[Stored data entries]
----
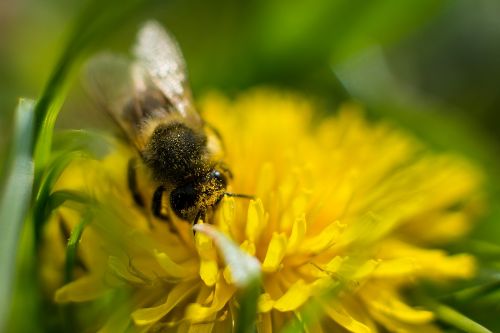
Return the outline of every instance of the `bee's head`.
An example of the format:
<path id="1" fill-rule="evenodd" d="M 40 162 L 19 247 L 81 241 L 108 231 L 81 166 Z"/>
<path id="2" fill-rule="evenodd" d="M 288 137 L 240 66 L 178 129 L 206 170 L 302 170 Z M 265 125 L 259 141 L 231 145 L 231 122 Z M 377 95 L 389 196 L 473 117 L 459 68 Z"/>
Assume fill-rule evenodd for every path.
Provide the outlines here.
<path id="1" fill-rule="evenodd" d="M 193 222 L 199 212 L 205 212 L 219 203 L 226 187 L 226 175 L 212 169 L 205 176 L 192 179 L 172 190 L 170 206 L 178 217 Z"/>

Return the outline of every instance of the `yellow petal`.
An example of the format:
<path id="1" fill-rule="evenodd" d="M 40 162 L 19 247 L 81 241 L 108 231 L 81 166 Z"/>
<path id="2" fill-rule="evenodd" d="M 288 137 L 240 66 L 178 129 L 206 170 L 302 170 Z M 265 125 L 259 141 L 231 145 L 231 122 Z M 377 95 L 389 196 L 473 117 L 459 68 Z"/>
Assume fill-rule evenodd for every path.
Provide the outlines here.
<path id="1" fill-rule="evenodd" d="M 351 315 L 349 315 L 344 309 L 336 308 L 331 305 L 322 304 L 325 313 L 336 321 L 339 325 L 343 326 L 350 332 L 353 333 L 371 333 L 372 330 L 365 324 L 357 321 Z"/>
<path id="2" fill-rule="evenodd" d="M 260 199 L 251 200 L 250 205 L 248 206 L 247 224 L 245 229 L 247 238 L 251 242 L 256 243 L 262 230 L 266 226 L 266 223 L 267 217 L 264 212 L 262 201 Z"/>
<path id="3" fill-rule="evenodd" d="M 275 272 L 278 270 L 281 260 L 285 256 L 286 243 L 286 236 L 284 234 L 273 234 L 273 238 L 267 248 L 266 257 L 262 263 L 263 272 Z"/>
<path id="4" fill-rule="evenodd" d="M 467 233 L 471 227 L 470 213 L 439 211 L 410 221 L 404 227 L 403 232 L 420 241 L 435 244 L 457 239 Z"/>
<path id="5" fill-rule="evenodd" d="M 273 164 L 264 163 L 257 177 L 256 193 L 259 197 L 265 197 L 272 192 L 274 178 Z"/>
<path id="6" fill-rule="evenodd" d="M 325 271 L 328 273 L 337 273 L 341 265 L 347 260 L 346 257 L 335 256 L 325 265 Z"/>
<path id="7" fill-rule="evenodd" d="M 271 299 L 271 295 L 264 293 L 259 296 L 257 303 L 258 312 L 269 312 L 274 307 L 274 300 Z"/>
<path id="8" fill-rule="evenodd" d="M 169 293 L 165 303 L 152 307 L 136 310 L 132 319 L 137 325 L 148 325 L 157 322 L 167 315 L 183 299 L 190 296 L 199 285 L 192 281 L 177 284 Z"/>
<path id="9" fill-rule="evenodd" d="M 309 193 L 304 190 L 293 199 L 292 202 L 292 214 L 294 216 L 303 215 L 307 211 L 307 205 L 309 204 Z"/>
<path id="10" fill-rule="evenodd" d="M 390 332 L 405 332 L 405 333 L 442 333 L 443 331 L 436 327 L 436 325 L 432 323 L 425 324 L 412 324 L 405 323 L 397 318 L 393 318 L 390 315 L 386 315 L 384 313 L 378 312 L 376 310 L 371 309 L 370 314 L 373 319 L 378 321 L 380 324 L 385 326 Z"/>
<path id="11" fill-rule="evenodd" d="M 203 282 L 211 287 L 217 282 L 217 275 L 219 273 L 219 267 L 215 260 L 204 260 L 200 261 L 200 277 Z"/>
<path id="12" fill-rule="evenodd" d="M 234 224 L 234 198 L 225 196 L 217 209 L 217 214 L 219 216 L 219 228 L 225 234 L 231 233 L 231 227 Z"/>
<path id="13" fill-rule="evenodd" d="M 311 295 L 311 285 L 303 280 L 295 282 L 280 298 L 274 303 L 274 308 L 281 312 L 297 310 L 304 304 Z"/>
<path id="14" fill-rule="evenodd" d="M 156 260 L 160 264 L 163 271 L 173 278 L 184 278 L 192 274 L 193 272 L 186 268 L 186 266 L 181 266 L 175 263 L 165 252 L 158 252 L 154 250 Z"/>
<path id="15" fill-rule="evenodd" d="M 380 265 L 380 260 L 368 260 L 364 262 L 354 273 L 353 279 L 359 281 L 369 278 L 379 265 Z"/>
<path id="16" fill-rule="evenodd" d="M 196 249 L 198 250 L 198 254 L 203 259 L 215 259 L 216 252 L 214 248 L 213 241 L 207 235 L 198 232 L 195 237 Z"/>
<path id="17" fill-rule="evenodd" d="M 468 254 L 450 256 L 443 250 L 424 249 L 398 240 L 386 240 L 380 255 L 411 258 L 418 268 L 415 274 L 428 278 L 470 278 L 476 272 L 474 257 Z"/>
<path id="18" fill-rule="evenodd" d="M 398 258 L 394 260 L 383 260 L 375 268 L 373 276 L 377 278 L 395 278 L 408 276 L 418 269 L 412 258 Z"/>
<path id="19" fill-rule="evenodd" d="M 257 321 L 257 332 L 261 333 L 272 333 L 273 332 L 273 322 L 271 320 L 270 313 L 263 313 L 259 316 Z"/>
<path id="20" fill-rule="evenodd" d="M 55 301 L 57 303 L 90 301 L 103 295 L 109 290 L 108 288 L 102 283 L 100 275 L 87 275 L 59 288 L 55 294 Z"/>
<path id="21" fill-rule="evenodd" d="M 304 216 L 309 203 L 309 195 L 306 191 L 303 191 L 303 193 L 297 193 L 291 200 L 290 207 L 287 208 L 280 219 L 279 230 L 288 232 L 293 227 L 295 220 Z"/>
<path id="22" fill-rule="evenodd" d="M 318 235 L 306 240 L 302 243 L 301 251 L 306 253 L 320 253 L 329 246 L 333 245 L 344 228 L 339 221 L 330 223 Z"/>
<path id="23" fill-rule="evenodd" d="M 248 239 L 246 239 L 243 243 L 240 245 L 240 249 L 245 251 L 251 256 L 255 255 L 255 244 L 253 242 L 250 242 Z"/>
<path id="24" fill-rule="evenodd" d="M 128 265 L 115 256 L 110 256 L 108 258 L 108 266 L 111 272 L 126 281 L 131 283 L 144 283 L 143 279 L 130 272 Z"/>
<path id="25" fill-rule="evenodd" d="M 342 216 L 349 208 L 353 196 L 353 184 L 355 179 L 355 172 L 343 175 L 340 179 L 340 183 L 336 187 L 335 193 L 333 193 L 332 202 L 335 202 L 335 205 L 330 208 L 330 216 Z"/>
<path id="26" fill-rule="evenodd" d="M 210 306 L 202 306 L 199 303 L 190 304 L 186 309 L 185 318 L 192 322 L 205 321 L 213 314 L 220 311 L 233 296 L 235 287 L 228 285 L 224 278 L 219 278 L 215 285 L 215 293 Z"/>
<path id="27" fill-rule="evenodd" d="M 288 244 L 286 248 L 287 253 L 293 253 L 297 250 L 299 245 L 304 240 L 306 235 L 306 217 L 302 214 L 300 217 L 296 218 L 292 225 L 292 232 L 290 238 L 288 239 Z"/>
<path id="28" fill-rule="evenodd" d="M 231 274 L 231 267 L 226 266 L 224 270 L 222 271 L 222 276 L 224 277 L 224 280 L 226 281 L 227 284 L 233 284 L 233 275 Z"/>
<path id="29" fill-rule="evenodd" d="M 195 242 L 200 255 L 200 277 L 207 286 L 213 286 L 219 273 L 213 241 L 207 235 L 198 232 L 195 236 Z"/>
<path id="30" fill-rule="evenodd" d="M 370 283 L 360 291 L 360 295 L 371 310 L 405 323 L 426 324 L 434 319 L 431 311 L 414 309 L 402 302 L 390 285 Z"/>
----
# Task objective
Once the pictures are set aside, repeat the data above exactly as written.

# Response to this task
Return the outline of every instance of the `bee's head`.
An example of the format:
<path id="1" fill-rule="evenodd" d="M 40 162 L 19 247 L 81 241 L 108 231 L 81 166 Z"/>
<path id="2" fill-rule="evenodd" d="M 288 137 L 240 66 L 178 129 L 206 170 L 302 170 Z M 265 125 L 259 141 L 231 145 L 231 122 Z M 377 95 L 389 196 L 473 117 L 459 68 Z"/>
Assume fill-rule evenodd for every path.
Provide the outlines here.
<path id="1" fill-rule="evenodd" d="M 193 222 L 199 212 L 205 212 L 219 203 L 226 187 L 226 175 L 212 169 L 205 176 L 192 179 L 172 190 L 170 206 L 178 217 Z"/>

Return the outline of every instance of the `yellow petal`.
An example of the format:
<path id="1" fill-rule="evenodd" d="M 40 162 L 19 247 L 81 241 L 108 231 L 81 166 Z"/>
<path id="2" fill-rule="evenodd" d="M 288 137 L 240 66 L 178 129 L 206 170 L 302 170 Z M 265 125 L 259 141 L 231 145 L 231 122 Z M 377 95 L 389 196 L 473 117 L 459 68 Z"/>
Assume fill-rule evenodd for every path.
Provide the outlines here.
<path id="1" fill-rule="evenodd" d="M 351 315 L 349 315 L 344 309 L 336 308 L 331 305 L 322 304 L 325 313 L 336 321 L 339 325 L 343 326 L 350 332 L 353 333 L 371 333 L 372 330 L 365 324 L 357 321 Z"/>
<path id="2" fill-rule="evenodd" d="M 260 199 L 251 200 L 250 205 L 248 206 L 247 224 L 245 229 L 247 238 L 251 242 L 256 243 L 262 230 L 266 226 L 266 223 L 267 217 L 264 212 L 262 201 Z"/>
<path id="3" fill-rule="evenodd" d="M 275 272 L 278 270 L 281 260 L 285 256 L 286 243 L 286 236 L 284 234 L 273 234 L 273 238 L 267 248 L 266 257 L 262 263 L 263 272 Z"/>
<path id="4" fill-rule="evenodd" d="M 467 233 L 471 227 L 470 213 L 439 211 L 410 221 L 404 227 L 403 232 L 420 241 L 435 244 L 457 239 Z"/>
<path id="5" fill-rule="evenodd" d="M 273 164 L 264 163 L 257 177 L 256 193 L 259 197 L 265 197 L 272 192 L 274 178 Z"/>
<path id="6" fill-rule="evenodd" d="M 325 271 L 328 273 L 337 273 L 341 265 L 347 260 L 346 257 L 335 256 L 325 265 Z"/>
<path id="7" fill-rule="evenodd" d="M 271 299 L 271 295 L 264 293 L 259 296 L 257 303 L 258 312 L 269 312 L 274 307 L 274 300 Z"/>
<path id="8" fill-rule="evenodd" d="M 169 293 L 165 303 L 152 307 L 136 310 L 132 319 L 137 325 L 148 325 L 157 322 L 167 315 L 183 299 L 190 296 L 199 285 L 192 281 L 177 284 Z"/>
<path id="9" fill-rule="evenodd" d="M 309 193 L 304 190 L 293 199 L 292 202 L 292 214 L 294 216 L 303 215 L 307 211 L 307 205 L 309 204 Z"/>
<path id="10" fill-rule="evenodd" d="M 390 332 L 405 332 L 405 333 L 442 333 L 443 331 L 436 327 L 436 325 L 432 323 L 425 324 L 412 324 L 405 323 L 397 318 L 393 318 L 390 315 L 386 315 L 384 313 L 378 312 L 376 310 L 371 309 L 370 314 L 373 319 L 378 321 L 380 324 L 385 326 Z"/>
<path id="11" fill-rule="evenodd" d="M 203 282 L 211 287 L 217 282 L 217 275 L 219 273 L 219 267 L 215 260 L 204 260 L 200 261 L 200 277 Z"/>
<path id="12" fill-rule="evenodd" d="M 234 224 L 234 198 L 225 196 L 217 209 L 217 214 L 219 216 L 219 228 L 225 234 L 231 233 L 231 227 Z"/>
<path id="13" fill-rule="evenodd" d="M 311 295 L 311 285 L 303 280 L 295 282 L 280 298 L 274 303 L 274 308 L 281 312 L 297 310 L 304 304 Z"/>
<path id="14" fill-rule="evenodd" d="M 156 260 L 160 264 L 163 271 L 173 278 L 184 278 L 192 274 L 193 272 L 186 268 L 186 266 L 181 266 L 175 263 L 165 252 L 158 252 L 154 250 Z"/>
<path id="15" fill-rule="evenodd" d="M 380 265 L 380 260 L 368 260 L 364 262 L 354 273 L 353 279 L 359 281 L 369 278 L 379 265 Z"/>
<path id="16" fill-rule="evenodd" d="M 196 249 L 198 250 L 198 254 L 203 259 L 215 259 L 216 252 L 214 248 L 213 241 L 207 235 L 198 232 L 195 237 Z"/>
<path id="17" fill-rule="evenodd" d="M 468 254 L 450 256 L 443 250 L 424 249 L 398 240 L 386 240 L 380 255 L 411 258 L 418 268 L 415 274 L 428 278 L 470 278 L 476 272 L 474 257 Z"/>
<path id="18" fill-rule="evenodd" d="M 398 258 L 394 260 L 383 260 L 375 268 L 373 276 L 377 278 L 395 278 L 408 276 L 418 269 L 412 258 Z"/>
<path id="19" fill-rule="evenodd" d="M 257 321 L 257 332 L 261 333 L 272 333 L 273 332 L 273 322 L 271 320 L 270 313 L 263 313 L 259 316 Z"/>
<path id="20" fill-rule="evenodd" d="M 55 301 L 57 303 L 90 301 L 103 295 L 109 290 L 108 288 L 102 283 L 100 275 L 87 275 L 59 288 L 55 294 Z"/>
<path id="21" fill-rule="evenodd" d="M 304 216 L 309 203 L 309 195 L 306 191 L 303 191 L 303 193 L 297 193 L 291 200 L 290 207 L 287 208 L 280 219 L 279 230 L 288 232 L 293 227 L 295 220 Z"/>
<path id="22" fill-rule="evenodd" d="M 318 235 L 306 240 L 302 243 L 301 251 L 306 253 L 320 253 L 329 246 L 333 245 L 344 228 L 339 221 L 330 223 Z"/>
<path id="23" fill-rule="evenodd" d="M 248 239 L 246 239 L 243 243 L 240 245 L 240 249 L 245 251 L 251 256 L 255 255 L 255 244 L 253 242 L 250 242 Z"/>
<path id="24" fill-rule="evenodd" d="M 128 265 L 115 256 L 110 256 L 108 258 L 108 266 L 111 272 L 126 281 L 131 283 L 144 283 L 143 279 L 130 272 Z"/>
<path id="25" fill-rule="evenodd" d="M 342 216 L 349 208 L 353 196 L 353 184 L 355 179 L 355 172 L 343 175 L 340 179 L 340 183 L 336 187 L 335 193 L 333 193 L 332 202 L 335 202 L 335 205 L 330 208 L 330 216 Z"/>
<path id="26" fill-rule="evenodd" d="M 210 306 L 202 306 L 199 303 L 190 304 L 186 309 L 185 318 L 192 322 L 205 321 L 213 314 L 220 311 L 233 296 L 235 287 L 228 285 L 224 278 L 219 278 L 215 285 L 215 293 Z"/>
<path id="27" fill-rule="evenodd" d="M 288 244 L 286 248 L 287 253 L 293 253 L 297 250 L 299 245 L 304 240 L 306 235 L 306 217 L 302 214 L 300 217 L 296 218 L 292 225 L 292 232 L 290 238 L 288 239 Z"/>
<path id="28" fill-rule="evenodd" d="M 231 274 L 231 267 L 226 266 L 224 270 L 222 271 L 222 276 L 224 277 L 224 280 L 226 281 L 227 284 L 233 284 L 233 275 Z"/>
<path id="29" fill-rule="evenodd" d="M 195 242 L 200 255 L 200 277 L 207 286 L 213 286 L 219 273 L 213 241 L 207 235 L 198 232 L 195 236 Z"/>
<path id="30" fill-rule="evenodd" d="M 370 283 L 360 291 L 360 295 L 371 310 L 405 323 L 426 324 L 434 319 L 431 311 L 414 309 L 402 302 L 390 285 Z"/>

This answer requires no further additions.